## Instructions to follow:
The required answer is a copy of each line in the entries below that includes "blurred".

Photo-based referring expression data
___

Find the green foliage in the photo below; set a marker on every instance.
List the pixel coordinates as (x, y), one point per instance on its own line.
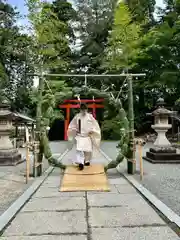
(15, 59)
(123, 40)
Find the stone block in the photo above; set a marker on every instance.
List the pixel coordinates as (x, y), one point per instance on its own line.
(125, 189)
(48, 192)
(136, 233)
(118, 181)
(45, 237)
(123, 216)
(47, 223)
(55, 204)
(106, 199)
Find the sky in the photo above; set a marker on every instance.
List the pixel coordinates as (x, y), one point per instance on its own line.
(20, 4)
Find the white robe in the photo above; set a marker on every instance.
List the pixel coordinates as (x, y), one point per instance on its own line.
(84, 141)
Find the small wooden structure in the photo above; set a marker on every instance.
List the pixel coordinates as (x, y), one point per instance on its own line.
(75, 103)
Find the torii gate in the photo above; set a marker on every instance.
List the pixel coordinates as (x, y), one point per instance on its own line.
(131, 162)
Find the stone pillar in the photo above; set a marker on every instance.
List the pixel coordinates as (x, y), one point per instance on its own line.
(162, 151)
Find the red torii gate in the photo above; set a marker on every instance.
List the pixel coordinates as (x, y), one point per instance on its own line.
(75, 103)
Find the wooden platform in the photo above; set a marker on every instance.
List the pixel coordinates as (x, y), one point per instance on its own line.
(92, 178)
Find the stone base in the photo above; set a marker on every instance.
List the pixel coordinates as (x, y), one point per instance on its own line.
(162, 155)
(10, 157)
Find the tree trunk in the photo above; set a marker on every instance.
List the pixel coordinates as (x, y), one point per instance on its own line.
(131, 165)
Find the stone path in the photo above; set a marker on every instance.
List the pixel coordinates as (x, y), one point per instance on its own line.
(121, 214)
(12, 180)
(162, 180)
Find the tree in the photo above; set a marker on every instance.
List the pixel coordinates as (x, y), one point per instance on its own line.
(15, 58)
(51, 44)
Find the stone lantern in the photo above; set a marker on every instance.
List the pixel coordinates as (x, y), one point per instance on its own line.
(162, 151)
(8, 154)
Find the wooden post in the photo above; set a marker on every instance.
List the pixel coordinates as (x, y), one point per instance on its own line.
(140, 161)
(67, 119)
(94, 110)
(27, 154)
(131, 164)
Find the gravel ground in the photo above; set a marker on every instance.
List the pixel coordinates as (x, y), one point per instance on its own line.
(12, 180)
(163, 180)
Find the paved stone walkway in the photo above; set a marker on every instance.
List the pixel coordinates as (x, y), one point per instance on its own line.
(12, 180)
(121, 214)
(162, 180)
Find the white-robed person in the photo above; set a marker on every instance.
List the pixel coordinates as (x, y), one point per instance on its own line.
(85, 130)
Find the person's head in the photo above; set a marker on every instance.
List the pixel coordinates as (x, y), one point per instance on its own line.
(83, 108)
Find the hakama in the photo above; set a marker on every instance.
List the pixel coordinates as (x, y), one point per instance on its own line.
(85, 130)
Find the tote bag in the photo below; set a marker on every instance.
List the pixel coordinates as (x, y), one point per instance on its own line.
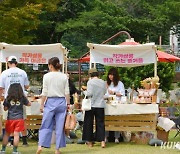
(86, 104)
(70, 122)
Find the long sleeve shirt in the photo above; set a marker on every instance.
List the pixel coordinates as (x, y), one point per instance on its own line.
(96, 88)
(55, 84)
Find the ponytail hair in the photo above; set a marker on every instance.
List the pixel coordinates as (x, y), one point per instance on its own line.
(54, 61)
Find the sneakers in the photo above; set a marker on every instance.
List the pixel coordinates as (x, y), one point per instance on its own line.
(16, 152)
(25, 145)
(116, 140)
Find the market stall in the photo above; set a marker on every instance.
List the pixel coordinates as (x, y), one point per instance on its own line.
(127, 116)
(33, 54)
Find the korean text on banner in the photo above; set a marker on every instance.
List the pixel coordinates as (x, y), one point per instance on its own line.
(123, 56)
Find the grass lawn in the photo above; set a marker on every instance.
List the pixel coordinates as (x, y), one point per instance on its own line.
(111, 148)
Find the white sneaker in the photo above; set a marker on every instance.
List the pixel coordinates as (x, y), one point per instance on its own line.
(116, 140)
(16, 152)
(177, 146)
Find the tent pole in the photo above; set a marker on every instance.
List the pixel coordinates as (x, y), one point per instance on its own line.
(79, 67)
(155, 64)
(0, 67)
(66, 64)
(6, 66)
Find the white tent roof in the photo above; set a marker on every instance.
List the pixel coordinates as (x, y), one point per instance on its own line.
(123, 55)
(32, 53)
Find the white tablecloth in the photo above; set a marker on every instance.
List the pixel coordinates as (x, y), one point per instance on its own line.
(124, 109)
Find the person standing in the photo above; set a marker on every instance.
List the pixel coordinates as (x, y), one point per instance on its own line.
(96, 89)
(114, 87)
(54, 101)
(14, 75)
(15, 123)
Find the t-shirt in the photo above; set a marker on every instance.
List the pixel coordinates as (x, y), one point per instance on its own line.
(96, 88)
(15, 109)
(55, 84)
(117, 89)
(13, 75)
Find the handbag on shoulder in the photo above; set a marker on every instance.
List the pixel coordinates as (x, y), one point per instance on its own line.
(86, 104)
(70, 122)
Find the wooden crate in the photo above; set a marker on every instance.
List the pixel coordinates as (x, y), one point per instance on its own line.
(132, 122)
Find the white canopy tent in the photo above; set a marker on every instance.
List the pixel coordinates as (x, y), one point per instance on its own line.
(33, 54)
(123, 55)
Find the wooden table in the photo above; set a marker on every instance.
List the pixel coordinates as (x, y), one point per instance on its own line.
(131, 122)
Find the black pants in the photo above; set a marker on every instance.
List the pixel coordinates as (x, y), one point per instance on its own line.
(88, 135)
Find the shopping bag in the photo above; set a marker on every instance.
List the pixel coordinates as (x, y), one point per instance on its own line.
(70, 122)
(86, 104)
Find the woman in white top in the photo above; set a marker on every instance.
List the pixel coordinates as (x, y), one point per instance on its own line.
(55, 97)
(114, 87)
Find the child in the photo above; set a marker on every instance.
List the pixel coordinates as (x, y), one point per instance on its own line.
(15, 123)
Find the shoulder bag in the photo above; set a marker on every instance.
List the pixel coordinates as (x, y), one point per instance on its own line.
(86, 104)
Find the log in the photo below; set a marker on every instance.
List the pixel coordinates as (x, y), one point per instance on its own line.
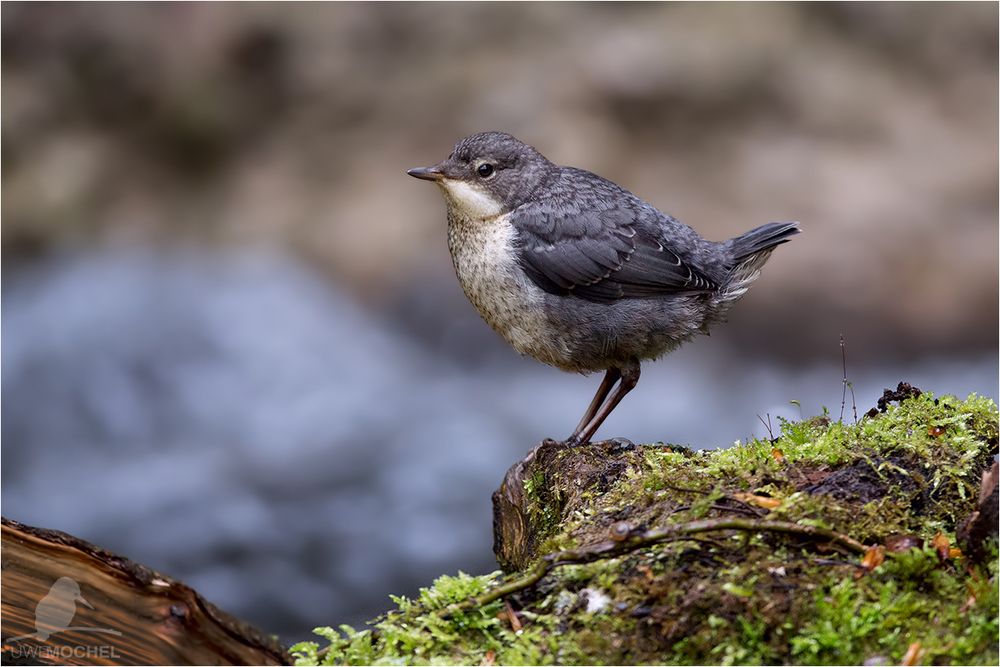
(66, 601)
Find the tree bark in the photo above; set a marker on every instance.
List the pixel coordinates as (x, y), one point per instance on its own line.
(136, 615)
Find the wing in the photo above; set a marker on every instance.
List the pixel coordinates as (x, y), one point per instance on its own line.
(602, 253)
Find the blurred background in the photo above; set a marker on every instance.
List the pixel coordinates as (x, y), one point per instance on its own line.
(233, 345)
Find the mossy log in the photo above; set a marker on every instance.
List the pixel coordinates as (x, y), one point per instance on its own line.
(829, 543)
(66, 601)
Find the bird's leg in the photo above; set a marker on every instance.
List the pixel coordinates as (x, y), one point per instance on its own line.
(610, 378)
(629, 378)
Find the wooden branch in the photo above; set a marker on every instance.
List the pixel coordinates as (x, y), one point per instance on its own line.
(613, 549)
(135, 615)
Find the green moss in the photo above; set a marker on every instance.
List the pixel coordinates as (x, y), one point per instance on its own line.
(736, 598)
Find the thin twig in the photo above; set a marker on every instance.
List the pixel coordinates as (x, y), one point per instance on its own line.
(767, 425)
(611, 549)
(847, 383)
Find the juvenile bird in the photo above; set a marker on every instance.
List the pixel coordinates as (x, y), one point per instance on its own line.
(578, 272)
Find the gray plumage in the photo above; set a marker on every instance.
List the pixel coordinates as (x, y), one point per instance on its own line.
(580, 273)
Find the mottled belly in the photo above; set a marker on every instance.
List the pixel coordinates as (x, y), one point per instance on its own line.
(485, 259)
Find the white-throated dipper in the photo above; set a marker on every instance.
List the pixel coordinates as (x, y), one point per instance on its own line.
(578, 272)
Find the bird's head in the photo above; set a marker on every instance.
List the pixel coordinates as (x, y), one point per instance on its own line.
(487, 174)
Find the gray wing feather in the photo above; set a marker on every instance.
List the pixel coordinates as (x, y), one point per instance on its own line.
(602, 253)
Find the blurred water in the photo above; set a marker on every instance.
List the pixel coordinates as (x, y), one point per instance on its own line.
(236, 422)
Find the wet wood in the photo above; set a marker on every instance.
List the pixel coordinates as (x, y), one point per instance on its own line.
(981, 526)
(66, 601)
(536, 491)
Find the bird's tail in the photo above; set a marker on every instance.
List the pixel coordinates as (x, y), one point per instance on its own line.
(750, 251)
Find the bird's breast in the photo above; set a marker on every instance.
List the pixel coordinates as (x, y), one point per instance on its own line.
(485, 255)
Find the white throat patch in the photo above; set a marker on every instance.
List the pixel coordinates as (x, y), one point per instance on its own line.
(468, 200)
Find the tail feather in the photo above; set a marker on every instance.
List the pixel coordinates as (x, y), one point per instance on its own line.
(750, 252)
(764, 237)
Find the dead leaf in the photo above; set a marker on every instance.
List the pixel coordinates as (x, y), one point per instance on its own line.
(913, 654)
(873, 557)
(765, 502)
(903, 543)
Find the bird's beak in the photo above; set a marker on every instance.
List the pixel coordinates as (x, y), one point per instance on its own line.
(434, 173)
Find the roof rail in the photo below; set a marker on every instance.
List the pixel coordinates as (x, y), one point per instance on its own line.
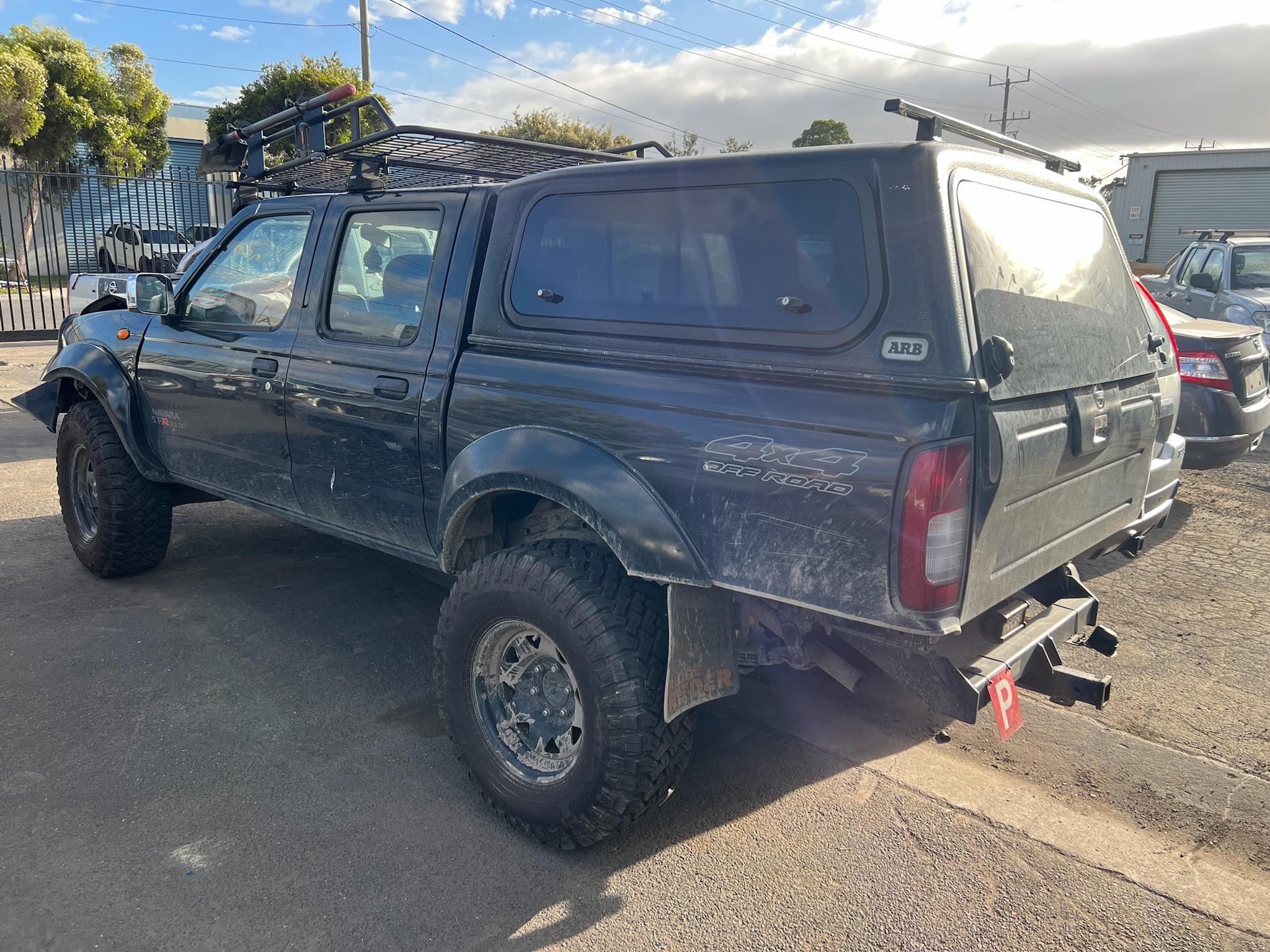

___

## Response:
Find the blurred background in the photo above; set a marker on every instance.
Find the blurred water in the photo above; set a marker on every instance.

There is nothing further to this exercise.